Stated goal a:
According to the Matomo bug report below, which Matomo version was being used?

Source:
If "disableBrowserFeatureDetection" is enabled and remember(Cookie)ConsentGiven is called, a new visitor is recognized

Expected Behavior

After calling remember(Cookie)ConsentGiven, the same visitor should be recognized and no new (unique) visitor should be created.

Possible Solution

When re-enabling browserFeatureDetection, try to sync / match the "old" config_id without browserFeatures in the fingerprint.

Steps to Reproduce (for Bugs)

  1. Enable disableBrowserFeatureDetection
  2. Call remember(Cookie)ConsentGiven

Context

Giving consent enables the browserFeatureDetection - https://github.com/matomo-org/matomo/blob/4.x-dev/js/piwik.js#L6030 - That's why the current visior is not recognized again (and a new visitor is created), because the config_id (fingerprint) changed.

Your Environment

  • Matomo Version: 4.10.1
  • Browser: Multiple tested
@peterbo peterbo added the Potential Bug Something that might be a bug, but needs validation and confirmation it can be reproduced. label May 26, 2022
@bx80
Copy link
Contributor

bx80 commented May 30, 2022

Hi @peterbo, thanks for reporting this, the extra detail is very helpful 👍 Our product team will review and assign priority for this issue.

@bx80 bx80 added the Needs priority decision This issue may need to be added to the current milestone by Product Manager label May 30, 2022
@sgiehl sgiehl added Bug For errors / faults / flaws / inconsistencies etc. and removed Potential Bug Something that might be a bug, but needs validation and confirmation it can be reproduced. labels May 30, 2022
@justinvelluppillai justinvelluppillai added this to the For Prioritization milestone Jun 2, 2022
@justinvelluppillai justinvelluppillai removed the Needs priority decision This issue may need to be added to the current milestone by Product Manager label Jun 2, 2022
@peterbo
Copy link
Contributor Author

peterbo commented Aug 8, 2022

Hi @bx80 - is there a current / new status to this ticket? - Currently, this basically renders the consent system unusable. Thank you in advance!

Stated goal b:
Identify every line of the records that contains the word "wall", and copy each such line.

Raw data:
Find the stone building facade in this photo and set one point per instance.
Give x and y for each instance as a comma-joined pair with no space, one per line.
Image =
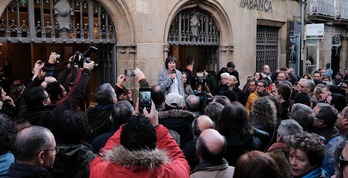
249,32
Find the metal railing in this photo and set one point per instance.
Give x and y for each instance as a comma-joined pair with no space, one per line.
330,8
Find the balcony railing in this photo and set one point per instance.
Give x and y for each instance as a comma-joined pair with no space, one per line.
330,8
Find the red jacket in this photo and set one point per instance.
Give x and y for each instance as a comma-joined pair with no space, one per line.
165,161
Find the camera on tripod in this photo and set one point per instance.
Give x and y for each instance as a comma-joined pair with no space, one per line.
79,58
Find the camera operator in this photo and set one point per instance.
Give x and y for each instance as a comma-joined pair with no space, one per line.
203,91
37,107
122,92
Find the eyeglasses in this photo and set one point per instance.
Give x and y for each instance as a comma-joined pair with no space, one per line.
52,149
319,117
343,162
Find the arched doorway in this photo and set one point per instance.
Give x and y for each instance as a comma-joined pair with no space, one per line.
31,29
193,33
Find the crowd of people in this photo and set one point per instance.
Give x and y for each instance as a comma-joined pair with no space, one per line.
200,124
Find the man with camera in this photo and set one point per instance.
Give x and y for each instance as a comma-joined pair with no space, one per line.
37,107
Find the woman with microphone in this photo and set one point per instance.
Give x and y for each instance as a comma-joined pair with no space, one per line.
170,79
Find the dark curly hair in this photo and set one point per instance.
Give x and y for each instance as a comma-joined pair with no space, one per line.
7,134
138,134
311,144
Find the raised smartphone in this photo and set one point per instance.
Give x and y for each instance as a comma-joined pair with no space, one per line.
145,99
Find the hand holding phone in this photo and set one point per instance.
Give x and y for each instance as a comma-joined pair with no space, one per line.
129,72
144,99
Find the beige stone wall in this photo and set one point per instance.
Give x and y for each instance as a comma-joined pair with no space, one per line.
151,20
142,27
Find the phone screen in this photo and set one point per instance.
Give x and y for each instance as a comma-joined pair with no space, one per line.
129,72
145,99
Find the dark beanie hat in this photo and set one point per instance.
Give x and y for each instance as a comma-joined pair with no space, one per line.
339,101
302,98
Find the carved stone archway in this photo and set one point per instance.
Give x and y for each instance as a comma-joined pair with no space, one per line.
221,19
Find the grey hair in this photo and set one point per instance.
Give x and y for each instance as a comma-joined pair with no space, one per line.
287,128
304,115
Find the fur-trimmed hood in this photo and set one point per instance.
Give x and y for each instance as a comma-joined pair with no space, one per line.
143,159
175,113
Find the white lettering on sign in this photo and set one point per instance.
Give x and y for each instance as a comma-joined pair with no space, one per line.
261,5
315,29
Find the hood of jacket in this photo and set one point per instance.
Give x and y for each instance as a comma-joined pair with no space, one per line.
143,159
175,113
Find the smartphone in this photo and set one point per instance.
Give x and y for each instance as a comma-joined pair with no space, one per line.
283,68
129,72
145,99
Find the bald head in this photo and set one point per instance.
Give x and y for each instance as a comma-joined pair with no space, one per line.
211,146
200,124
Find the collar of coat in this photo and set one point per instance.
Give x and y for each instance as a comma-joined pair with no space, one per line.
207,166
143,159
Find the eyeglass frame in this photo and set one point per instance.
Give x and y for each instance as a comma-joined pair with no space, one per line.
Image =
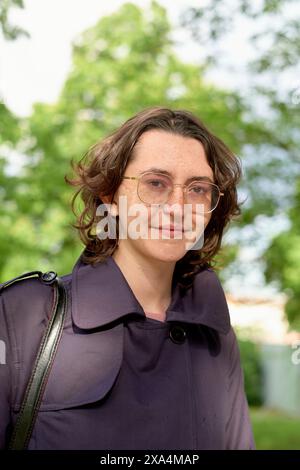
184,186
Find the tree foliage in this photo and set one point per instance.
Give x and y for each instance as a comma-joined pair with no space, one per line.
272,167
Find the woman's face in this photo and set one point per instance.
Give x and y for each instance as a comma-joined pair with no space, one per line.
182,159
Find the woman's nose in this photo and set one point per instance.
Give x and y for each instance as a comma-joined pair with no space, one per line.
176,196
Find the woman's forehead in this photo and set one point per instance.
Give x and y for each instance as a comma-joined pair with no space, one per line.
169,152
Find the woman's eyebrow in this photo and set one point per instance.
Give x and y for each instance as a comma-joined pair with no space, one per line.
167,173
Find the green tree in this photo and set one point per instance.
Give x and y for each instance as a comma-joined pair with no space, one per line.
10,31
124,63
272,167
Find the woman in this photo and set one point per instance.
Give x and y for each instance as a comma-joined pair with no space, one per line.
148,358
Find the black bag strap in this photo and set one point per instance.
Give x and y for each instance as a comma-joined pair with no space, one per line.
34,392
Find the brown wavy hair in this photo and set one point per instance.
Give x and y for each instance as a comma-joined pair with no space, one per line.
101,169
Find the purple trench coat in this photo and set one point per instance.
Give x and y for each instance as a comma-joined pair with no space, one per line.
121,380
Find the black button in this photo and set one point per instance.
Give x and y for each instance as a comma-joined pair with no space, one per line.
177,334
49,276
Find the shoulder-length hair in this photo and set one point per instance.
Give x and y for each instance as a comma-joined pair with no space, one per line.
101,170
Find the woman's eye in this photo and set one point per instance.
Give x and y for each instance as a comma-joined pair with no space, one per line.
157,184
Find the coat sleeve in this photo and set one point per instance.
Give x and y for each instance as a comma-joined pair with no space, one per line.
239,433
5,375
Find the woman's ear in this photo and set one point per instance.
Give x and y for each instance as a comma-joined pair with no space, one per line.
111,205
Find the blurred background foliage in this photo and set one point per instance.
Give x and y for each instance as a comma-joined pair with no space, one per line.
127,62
==
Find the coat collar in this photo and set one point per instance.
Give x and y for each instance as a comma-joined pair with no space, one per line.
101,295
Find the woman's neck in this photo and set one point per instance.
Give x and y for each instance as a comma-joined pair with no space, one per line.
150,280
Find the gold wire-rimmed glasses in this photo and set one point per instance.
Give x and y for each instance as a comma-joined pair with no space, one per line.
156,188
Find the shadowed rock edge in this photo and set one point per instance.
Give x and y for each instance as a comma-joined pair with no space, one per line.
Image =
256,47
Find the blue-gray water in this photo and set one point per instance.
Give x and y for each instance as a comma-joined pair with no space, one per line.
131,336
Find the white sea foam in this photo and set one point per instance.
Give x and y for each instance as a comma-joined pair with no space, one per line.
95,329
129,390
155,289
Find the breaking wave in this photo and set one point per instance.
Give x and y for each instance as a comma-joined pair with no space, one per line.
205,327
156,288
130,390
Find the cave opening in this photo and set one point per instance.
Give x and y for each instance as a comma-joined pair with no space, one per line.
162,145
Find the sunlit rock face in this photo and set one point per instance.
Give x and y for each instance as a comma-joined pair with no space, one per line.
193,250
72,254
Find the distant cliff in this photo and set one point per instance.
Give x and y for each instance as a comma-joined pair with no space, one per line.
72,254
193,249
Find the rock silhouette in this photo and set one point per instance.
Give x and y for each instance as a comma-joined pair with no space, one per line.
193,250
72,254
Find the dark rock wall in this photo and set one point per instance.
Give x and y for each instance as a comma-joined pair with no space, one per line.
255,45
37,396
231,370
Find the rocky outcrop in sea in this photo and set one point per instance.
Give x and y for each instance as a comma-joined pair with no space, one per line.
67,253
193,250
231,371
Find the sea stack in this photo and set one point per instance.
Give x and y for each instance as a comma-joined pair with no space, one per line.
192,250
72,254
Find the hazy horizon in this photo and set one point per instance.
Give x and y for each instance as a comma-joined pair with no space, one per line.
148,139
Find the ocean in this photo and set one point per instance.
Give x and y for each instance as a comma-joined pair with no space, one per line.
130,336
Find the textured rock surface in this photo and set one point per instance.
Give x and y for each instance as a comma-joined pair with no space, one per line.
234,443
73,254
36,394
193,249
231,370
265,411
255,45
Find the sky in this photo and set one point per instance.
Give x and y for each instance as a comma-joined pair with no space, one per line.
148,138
==
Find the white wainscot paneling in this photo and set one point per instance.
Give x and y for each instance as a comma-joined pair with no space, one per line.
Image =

Written response a:
4.10.1

Written response b:
Find the beige stone wall in this photo and set one point per instance.
Find the dark rock wall in this photo and set one point per instance.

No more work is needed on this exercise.